Questions:
• 1. Retype the text about The Leiden Collection from the words "Conceived as a" up to and including the words "the United States.", keeping every character unchanged.
• 2. In the text about The Leiden Collection, with whom did Kaplan co-found the wild cat conservation organization Panthera?
• 3. Write the next part of the text about The Leiden Collection, starting after its final sentence.

** Opening Provided text block **

As Kaplan explains, collecting for him at least, began by chance – «a way to be closer to a particular form of art that I had long admired.” That impulse would go on to shape The Leiden Collection, which from its inception was never intended to be static, but a “vehicle for public dissemination, scholarly research and, critically, cultural exchange.”
Conceived as a “lending library”, it has been built around the idea that great art belongs, ultimately, to the public realm. Since embarking on a global tour in 2017, works from the collection have been exhibited in more than 80 museums worldwide – from the Louvre in Paris to national museums across China, Russia, the UAE, and the United States.

The sale of Young Lion Resting coincides with another milestone: the 20th anniversary of Panthera, the wild cat conservation organization Kaplan co-founded with the late Dr Alan Rabinowitz in a bid “to protect these magnificent creatures in the wild.”
The timing is deliberate. Over the past century, local lion populations have collapsed by more than 90 percent, falling from an estimated 200,000 to fewer than 30,000 today. “I realized that the best possible legacy for this masterpiece,” Kaplan says, “is for it to quite literally empower the survival of the very species that inspired Rembrandt some 400 years ago.”

** Closing Provided text block **
** Opening Supplied material block **

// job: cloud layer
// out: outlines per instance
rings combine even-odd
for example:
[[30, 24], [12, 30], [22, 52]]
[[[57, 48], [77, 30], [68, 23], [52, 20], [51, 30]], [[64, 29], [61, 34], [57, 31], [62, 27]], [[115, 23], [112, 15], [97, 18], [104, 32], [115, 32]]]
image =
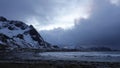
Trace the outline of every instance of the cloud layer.
[[73, 29], [43, 31], [43, 36], [54, 44], [120, 48], [120, 6], [109, 0], [94, 0], [92, 8], [90, 17], [80, 19]]
[[89, 15], [92, 0], [0, 0], [0, 15], [22, 20], [38, 30], [68, 29]]

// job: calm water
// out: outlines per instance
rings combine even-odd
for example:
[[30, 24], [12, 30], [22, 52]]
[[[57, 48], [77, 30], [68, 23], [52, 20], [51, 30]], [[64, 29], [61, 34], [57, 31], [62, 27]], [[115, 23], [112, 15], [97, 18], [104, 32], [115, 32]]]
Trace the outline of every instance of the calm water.
[[120, 62], [120, 52], [43, 52], [44, 60]]

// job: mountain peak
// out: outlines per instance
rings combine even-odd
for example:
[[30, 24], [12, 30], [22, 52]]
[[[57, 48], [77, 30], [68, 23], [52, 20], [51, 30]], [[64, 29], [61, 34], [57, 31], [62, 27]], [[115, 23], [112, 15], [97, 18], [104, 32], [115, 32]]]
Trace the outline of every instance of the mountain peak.
[[44, 48], [48, 44], [32, 25], [7, 20], [0, 16], [0, 46], [13, 48]]

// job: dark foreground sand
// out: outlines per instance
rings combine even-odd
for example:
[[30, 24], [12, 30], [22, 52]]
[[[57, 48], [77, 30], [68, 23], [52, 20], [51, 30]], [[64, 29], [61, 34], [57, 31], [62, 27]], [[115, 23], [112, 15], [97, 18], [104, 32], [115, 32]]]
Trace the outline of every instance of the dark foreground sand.
[[0, 68], [120, 68], [119, 62], [87, 62], [87, 61], [0, 61]]

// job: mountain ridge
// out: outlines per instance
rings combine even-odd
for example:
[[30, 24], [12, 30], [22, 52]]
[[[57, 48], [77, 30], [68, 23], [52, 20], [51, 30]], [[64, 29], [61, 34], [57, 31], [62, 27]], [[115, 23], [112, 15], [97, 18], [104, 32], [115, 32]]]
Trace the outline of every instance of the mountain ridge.
[[0, 45], [12, 48], [50, 48], [32, 25], [0, 16]]

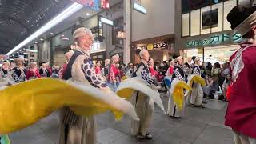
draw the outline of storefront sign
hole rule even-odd
[[[210,45],[219,45],[226,42],[239,42],[242,41],[242,35],[237,33],[234,34],[214,34],[209,38],[187,41],[186,42],[186,46],[190,48],[206,46]]]
[[[148,50],[152,50],[153,49],[159,49],[159,48],[166,48],[168,46],[167,42],[158,42],[158,43],[153,43],[153,44],[148,44],[148,45],[143,45],[138,46],[137,49],[146,49]]]
[[[105,51],[105,43],[101,42],[96,42],[93,44],[93,46],[90,48],[90,53],[97,53],[101,51]]]

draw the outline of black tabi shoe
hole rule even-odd
[[[146,136],[144,135],[142,135],[141,134],[138,134],[137,135],[135,135],[135,138],[138,140],[143,140],[143,139],[146,139]]]
[[[146,133],[146,139],[152,139],[153,136],[150,133]]]

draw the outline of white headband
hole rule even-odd
[[[78,28],[77,29],[74,34],[73,34],[73,38],[74,39],[76,39],[81,36],[83,36],[85,34],[87,34],[89,36],[90,36],[91,38],[93,38],[93,34],[91,32],[90,30],[87,29],[87,28],[85,28],[85,27],[81,27],[81,28]]]
[[[240,25],[238,25],[234,31],[245,35],[250,31],[250,30],[256,25],[256,11],[250,14],[246,20],[244,20]]]
[[[118,55],[118,54],[115,54],[115,55],[113,55],[113,56],[112,56],[112,60],[113,60],[114,58],[115,58],[115,57],[118,58],[119,58],[119,55]]]
[[[180,59],[180,58],[182,58],[182,56],[178,56],[178,57],[177,57],[175,59],[174,59],[174,61],[175,62],[177,62],[178,59]]]
[[[142,49],[142,50],[138,53],[138,55],[139,55],[140,57],[142,57],[142,54],[143,54],[143,53],[144,53],[144,51],[146,51],[146,50],[147,50]]]
[[[194,59],[194,62],[198,62],[198,61],[200,61],[199,58],[196,58],[195,59]]]

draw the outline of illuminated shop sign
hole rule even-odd
[[[186,42],[186,47],[200,47],[210,45],[219,45],[226,42],[239,42],[242,39],[241,34],[214,34],[209,38],[190,40]]]
[[[152,50],[153,49],[166,48],[167,46],[168,46],[168,43],[166,42],[163,42],[139,46],[137,47],[137,49],[140,49],[140,50],[146,49],[148,50]]]
[[[72,0],[74,2],[79,3],[85,6],[90,7],[94,10],[99,10],[100,8],[109,9],[109,0]]]
[[[101,42],[95,42],[90,48],[90,53],[97,53],[101,51],[106,51],[105,43]]]

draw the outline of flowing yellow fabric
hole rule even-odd
[[[122,81],[124,81],[124,80],[126,80],[126,79],[127,79],[127,78],[128,78],[128,77],[123,76],[123,77],[122,77],[122,78],[121,78],[121,82],[122,82]]]
[[[132,105],[114,92],[58,79],[39,78],[11,86],[0,90],[0,134],[29,126],[62,106],[84,116],[112,110],[119,119],[123,113],[138,118]]]
[[[189,79],[188,83],[190,86],[192,86],[193,82],[199,83],[202,86],[206,86],[206,81],[199,75],[190,75],[191,78]]]
[[[172,82],[170,93],[174,102],[179,110],[183,108],[184,90],[191,90],[191,88],[185,82],[174,78]]]
[[[123,80],[118,87],[116,94],[126,99],[130,99],[135,91],[139,91],[145,94],[146,96],[153,99],[153,101],[163,110],[164,106],[160,98],[160,94],[157,90],[153,90],[142,82],[142,79],[138,77],[130,78]]]

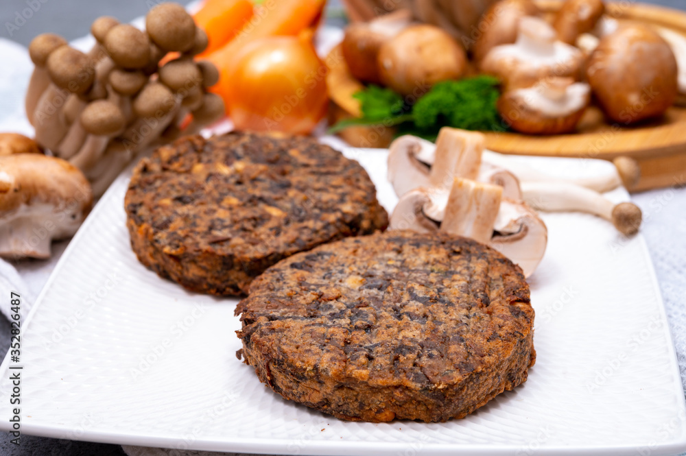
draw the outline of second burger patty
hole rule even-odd
[[[131,245],[193,291],[246,293],[296,252],[388,225],[356,161],[311,138],[181,139],[141,160],[125,200]]]

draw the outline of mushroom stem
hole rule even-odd
[[[41,96],[50,85],[50,75],[46,64],[56,49],[67,44],[64,38],[54,34],[43,34],[34,38],[29,45],[29,56],[36,66],[26,91],[25,108],[26,117],[34,125],[34,114]]]
[[[610,191],[622,185],[622,180],[616,170],[600,176],[587,178],[565,178],[551,176],[541,172],[517,158],[490,150],[484,152],[485,164],[495,165],[511,171],[520,183],[522,182],[563,182],[586,187],[600,193]],[[510,198],[516,200],[517,198]]]
[[[47,73],[47,70],[45,68],[36,67],[31,75],[31,80],[29,81],[29,88],[26,91],[26,99],[24,103],[26,117],[31,125],[34,125],[34,115],[36,112],[38,101],[49,85],[50,76]]]
[[[60,142],[67,134],[69,125],[62,107],[69,93],[50,84],[40,97],[34,113],[36,142],[43,147],[57,150]]]
[[[510,170],[482,161],[479,168],[477,180],[503,189],[503,197],[514,201],[521,200],[519,180]]]
[[[542,19],[523,17],[519,22],[519,34],[515,43],[541,56],[555,54],[555,32]]]
[[[576,211],[611,221],[622,233],[635,234],[641,226],[641,210],[632,203],[615,204],[598,192],[578,185],[522,182],[524,201],[534,208],[551,212]]]
[[[93,196],[104,193],[133,156],[133,151],[127,149],[122,143],[110,141],[102,158],[86,173],[86,177],[91,182]]]
[[[429,177],[431,187],[449,188],[456,177],[475,180],[481,165],[484,142],[481,133],[448,127],[441,128],[436,141]]]
[[[503,189],[497,185],[456,178],[440,229],[488,243],[493,235]]]

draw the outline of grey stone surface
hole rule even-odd
[[[114,16],[122,22],[145,14],[161,0],[1,0],[0,36],[25,46],[40,33],[51,32],[72,40],[89,32],[93,21],[99,16]],[[187,3],[184,1],[182,3]],[[650,0],[651,3],[686,10],[686,0]],[[330,2],[333,9],[338,0]],[[340,19],[330,21],[341,24]],[[10,325],[0,317],[0,353],[9,346]],[[119,445],[71,442],[23,435],[21,444],[10,443],[10,437],[0,433],[0,455],[7,456],[122,456]]]

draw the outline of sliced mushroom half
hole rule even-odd
[[[401,136],[390,147],[388,180],[398,196],[424,187],[449,190],[455,178],[462,178],[500,185],[506,197],[518,199],[517,178],[482,163],[484,143],[481,133],[447,128],[441,129],[436,145],[416,136]]]

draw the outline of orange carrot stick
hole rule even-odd
[[[196,24],[207,34],[209,45],[202,58],[231,40],[252,17],[250,0],[208,0],[193,16]]]

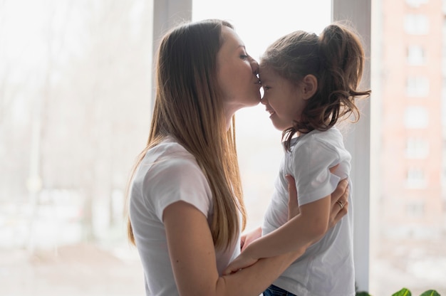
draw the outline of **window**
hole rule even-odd
[[[412,168],[408,170],[406,187],[415,189],[426,186],[426,178],[422,169]]]
[[[410,7],[418,8],[422,4],[426,4],[429,0],[405,0],[405,3]]]
[[[421,46],[408,46],[408,63],[411,65],[423,65],[425,63],[425,54]]]
[[[429,154],[429,142],[422,138],[408,138],[406,143],[406,157],[425,159]]]
[[[427,97],[429,95],[429,79],[424,76],[409,76],[407,80],[408,97]]]
[[[429,115],[423,107],[408,107],[405,110],[405,125],[408,128],[426,128],[429,125]]]
[[[422,218],[425,215],[425,203],[422,201],[408,201],[405,206],[408,218]]]
[[[429,18],[424,14],[406,14],[404,30],[410,35],[426,35],[429,33]]]

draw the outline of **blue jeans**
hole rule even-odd
[[[274,285],[268,287],[268,289],[264,292],[264,296],[296,296],[293,293],[290,293],[289,292],[280,288]]]

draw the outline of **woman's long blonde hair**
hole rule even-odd
[[[207,20],[181,25],[162,38],[149,139],[130,181],[149,149],[167,135],[176,139],[195,157],[209,182],[213,199],[210,228],[217,248],[228,247],[241,231],[239,212],[242,228],[246,224],[234,119],[228,130],[217,80],[217,54],[223,42],[223,26],[232,28],[224,21]],[[127,196],[128,199],[128,190]],[[130,218],[128,234],[135,244]]]

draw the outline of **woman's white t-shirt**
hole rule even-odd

** Closing Supplied material block **

Expected responses:
• 1.
Conceived as a “lending library”, it has been built around the idea that great art belongs, ultimately, to the public realm. Since embarking on a global tour in 2017, works from the collection have been exhibited in more than 80 museums worldwide – from the Louvre in Paris to national museums across China, Russia, the UAE, and the United States.

• 2. The late Dr Alan Rabinowitz.

• 3.
In a rare move, 100% of the proceeds from the sale will be donated to Panthera’s global conservation efforts, demonstrating how Kaplan links art, history, and conservation in a way few collectors do.
The decision to part with such seminal work feels countercultural, especially in an era where collection is often conflated with accumulation. But Kaplan explains that “when Daphne and I collect, we don’t feel that we ‘own’ these paintings. We think of ourselves as temporary baton holders in a very long relay race.”
That ethos has shaped not only The Leiden Collection, but Kaplan’s wider work and lifelong commitment to safeguarding endangered species. “Right now, we are living through a moment where we must decide what kind of world we want to pass on to future generations. A world without Rembrandt would be spiritually impoverished,” he says. “Just as a world without the roar of a lion would be biologically bankrupt.”